▶ Défi A
D'après l'extrait sur le roman de Zweig, en quelle année l'auteur a-t-il commencé cette histoire ?

▶ Extrait
Zweig a commencé cette histoire
relativement tard (en 1931, d’après ses Journaux[1]), et
en a poursuivi l’écriture jusque dans ces dernières heures. La fin de l’œuvre
la laisse d’ailleurs supposer car son pessimisme insurmontable à cette époque
lui donne indéniablement son atmosphère.
«L’ivresse de la métamorphose»
n’est pas le roman le plus connu de Zweig. Pourtant, je le place
personnellement dans les œuvres majeures de l’auteur, paradoxalement parmi les
plus achevées. Lorsque Zweig décrit l’angoisse de Christine après une nuit
passée avec son compagnon Ferdinand, ce n’est plus le personnage imaginaire qui
parle par l’intermédiaire des mots de l’écrivain, mais bien l’auteur qui se
glisse dans la peau du personnage pour nous en donner tout le relief, toute la
détresse.

▶ Défi B
Reprenez en liste numérotée les lignes des enregistrements, de la ligne qui contient "Expected behaviour: for every instance of the white upper" à celle qui contient "x=324 y=305", sans les lignes vides.

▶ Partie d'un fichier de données
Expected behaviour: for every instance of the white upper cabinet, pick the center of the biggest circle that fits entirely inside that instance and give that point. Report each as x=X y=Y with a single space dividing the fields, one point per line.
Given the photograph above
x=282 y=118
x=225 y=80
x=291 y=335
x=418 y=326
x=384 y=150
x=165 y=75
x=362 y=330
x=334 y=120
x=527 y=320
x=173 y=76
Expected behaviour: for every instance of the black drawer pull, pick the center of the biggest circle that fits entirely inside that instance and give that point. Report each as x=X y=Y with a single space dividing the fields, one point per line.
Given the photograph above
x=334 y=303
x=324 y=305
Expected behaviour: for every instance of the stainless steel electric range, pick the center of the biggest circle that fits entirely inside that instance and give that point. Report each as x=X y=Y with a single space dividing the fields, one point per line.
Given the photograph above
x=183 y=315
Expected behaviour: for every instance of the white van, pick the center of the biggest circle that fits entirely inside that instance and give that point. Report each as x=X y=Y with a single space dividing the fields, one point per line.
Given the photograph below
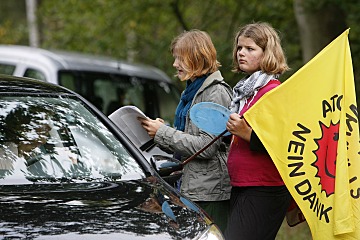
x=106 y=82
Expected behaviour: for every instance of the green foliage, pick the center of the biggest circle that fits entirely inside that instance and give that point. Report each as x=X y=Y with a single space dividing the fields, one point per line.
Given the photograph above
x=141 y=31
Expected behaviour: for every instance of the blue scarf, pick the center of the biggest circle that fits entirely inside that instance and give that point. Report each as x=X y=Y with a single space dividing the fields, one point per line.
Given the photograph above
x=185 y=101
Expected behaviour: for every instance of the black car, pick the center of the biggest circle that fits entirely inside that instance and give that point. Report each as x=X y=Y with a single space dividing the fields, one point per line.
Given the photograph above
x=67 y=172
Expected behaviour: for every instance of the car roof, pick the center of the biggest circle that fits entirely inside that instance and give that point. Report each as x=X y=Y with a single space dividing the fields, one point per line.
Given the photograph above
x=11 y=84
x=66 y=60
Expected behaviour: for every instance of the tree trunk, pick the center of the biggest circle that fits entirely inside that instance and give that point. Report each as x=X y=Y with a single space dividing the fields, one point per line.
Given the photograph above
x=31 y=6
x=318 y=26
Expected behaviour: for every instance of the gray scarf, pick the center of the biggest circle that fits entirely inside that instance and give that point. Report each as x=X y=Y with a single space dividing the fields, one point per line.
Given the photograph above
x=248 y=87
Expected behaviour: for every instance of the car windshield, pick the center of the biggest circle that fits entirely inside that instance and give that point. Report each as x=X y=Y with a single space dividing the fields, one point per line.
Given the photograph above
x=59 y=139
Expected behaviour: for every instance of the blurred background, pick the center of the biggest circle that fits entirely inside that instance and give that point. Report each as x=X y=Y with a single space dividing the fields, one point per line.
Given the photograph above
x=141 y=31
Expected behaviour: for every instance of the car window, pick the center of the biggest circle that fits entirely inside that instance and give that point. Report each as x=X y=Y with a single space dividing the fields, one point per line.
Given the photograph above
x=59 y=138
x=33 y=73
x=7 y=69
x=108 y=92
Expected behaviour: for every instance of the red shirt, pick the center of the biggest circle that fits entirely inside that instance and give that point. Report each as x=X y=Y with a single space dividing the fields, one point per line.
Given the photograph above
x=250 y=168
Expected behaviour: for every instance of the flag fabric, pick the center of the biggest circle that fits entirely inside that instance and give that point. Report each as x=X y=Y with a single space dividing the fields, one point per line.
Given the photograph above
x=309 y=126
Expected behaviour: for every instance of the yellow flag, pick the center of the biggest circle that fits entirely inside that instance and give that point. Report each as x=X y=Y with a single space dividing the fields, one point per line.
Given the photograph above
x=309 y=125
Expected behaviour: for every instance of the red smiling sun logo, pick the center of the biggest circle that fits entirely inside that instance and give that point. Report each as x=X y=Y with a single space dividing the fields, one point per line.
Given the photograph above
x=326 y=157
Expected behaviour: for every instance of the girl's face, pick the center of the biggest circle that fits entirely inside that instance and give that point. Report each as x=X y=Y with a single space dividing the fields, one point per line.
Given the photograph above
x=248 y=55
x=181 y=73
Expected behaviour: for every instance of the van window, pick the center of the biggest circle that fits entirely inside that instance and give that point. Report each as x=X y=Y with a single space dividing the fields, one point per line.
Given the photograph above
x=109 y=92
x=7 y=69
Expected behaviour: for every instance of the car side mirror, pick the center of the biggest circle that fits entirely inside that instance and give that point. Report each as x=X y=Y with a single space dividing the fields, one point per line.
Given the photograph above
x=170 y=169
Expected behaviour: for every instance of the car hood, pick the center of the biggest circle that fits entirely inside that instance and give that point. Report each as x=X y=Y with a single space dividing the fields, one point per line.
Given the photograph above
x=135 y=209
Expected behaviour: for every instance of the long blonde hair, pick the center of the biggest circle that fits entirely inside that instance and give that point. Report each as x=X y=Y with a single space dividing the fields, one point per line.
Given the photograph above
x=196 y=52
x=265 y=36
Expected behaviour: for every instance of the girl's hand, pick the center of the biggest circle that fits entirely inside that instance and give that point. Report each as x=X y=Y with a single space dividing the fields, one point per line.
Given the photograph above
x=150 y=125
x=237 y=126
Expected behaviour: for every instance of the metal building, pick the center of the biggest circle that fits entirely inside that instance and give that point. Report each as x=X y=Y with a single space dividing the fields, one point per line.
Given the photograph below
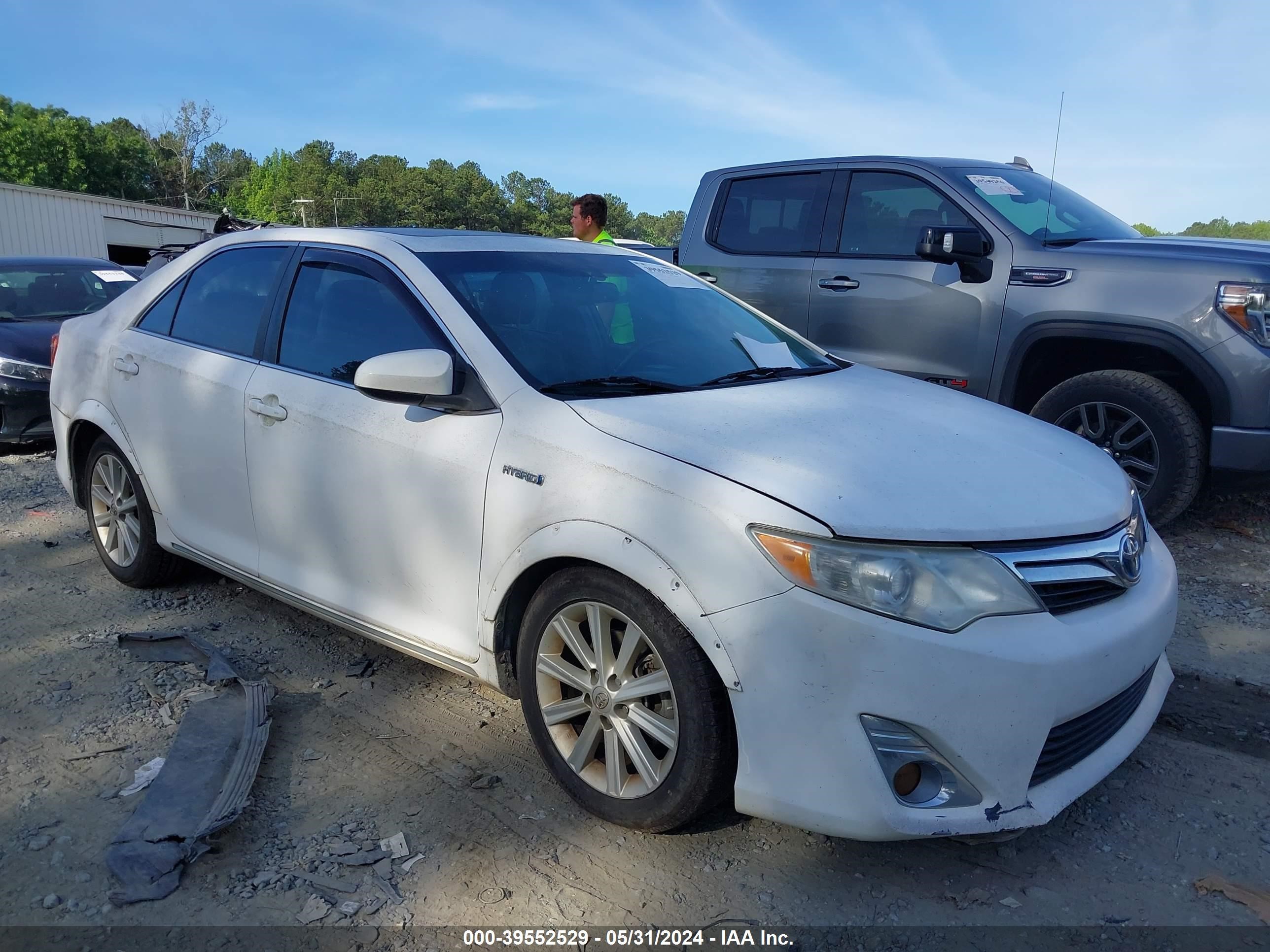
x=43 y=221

...

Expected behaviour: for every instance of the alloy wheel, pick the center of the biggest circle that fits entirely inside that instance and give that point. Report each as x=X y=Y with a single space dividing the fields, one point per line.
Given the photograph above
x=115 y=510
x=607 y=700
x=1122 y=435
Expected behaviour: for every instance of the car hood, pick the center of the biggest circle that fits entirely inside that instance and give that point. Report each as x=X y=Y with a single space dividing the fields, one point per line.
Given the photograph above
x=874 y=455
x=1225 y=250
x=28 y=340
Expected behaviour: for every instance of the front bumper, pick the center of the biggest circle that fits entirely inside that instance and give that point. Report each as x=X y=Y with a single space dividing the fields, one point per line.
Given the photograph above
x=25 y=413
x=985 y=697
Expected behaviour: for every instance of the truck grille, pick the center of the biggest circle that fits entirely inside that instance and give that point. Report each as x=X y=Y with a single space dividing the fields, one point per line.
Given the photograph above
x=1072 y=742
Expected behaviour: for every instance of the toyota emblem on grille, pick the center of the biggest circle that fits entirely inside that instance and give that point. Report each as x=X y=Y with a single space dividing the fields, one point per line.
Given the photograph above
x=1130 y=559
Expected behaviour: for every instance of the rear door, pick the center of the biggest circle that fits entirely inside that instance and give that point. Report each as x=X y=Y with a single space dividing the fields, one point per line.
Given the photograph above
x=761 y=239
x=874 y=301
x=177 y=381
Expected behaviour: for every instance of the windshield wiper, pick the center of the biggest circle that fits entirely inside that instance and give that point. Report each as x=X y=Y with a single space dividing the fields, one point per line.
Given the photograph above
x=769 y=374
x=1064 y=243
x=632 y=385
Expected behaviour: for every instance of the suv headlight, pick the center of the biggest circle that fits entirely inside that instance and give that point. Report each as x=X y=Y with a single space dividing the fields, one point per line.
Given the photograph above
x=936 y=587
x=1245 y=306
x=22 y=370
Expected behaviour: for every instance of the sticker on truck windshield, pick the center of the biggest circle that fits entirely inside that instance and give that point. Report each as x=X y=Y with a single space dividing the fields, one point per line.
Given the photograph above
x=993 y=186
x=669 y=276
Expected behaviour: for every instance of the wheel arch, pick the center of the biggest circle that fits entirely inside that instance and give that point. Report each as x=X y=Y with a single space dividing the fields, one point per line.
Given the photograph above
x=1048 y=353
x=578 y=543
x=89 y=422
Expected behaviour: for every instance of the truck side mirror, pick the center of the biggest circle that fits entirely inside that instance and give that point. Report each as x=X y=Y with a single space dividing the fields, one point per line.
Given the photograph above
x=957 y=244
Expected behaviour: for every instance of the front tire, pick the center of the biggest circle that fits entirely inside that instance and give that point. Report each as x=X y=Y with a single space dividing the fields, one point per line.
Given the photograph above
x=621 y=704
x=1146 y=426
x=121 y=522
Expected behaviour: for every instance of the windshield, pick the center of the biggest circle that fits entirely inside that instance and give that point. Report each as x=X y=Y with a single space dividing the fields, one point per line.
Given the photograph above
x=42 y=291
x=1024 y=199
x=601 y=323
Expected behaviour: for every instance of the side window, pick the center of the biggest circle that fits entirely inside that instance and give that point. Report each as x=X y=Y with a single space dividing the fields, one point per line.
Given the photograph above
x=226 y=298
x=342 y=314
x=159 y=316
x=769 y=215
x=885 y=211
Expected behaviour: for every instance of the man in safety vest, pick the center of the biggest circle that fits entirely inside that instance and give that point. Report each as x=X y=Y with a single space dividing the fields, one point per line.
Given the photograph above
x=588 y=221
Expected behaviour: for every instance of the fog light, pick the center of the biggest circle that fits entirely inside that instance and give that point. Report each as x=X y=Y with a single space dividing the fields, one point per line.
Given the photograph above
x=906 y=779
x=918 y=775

▶ Bonne réponse A
En 1931, d'après ses Journaux.

▶ Bonne réponse B
1. Expected behaviour: for every instance of the white upper cabinet, pick the center of the biggest circle that fits entirely inside that instance and give that point. Report each as x=X y=Y with a single space dividing the fields, one point per line.
2. Given the photograph above
3. x=282 y=118
4. x=225 y=80
5. x=291 y=335
6. x=418 y=326
7. x=384 y=150
8. x=165 y=75
9. x=362 y=330
10. x=334 y=120
11. x=527 y=320
12. x=173 y=76
13. Expected behaviour: for every instance of the black drawer pull, pick the center of the biggest circle that fits entirely inside that instance and give that point. Report each as x=X y=Y with a single space dividing the fields, one point per line.
14. Given the photograph above
15. x=334 y=303
16. x=324 y=305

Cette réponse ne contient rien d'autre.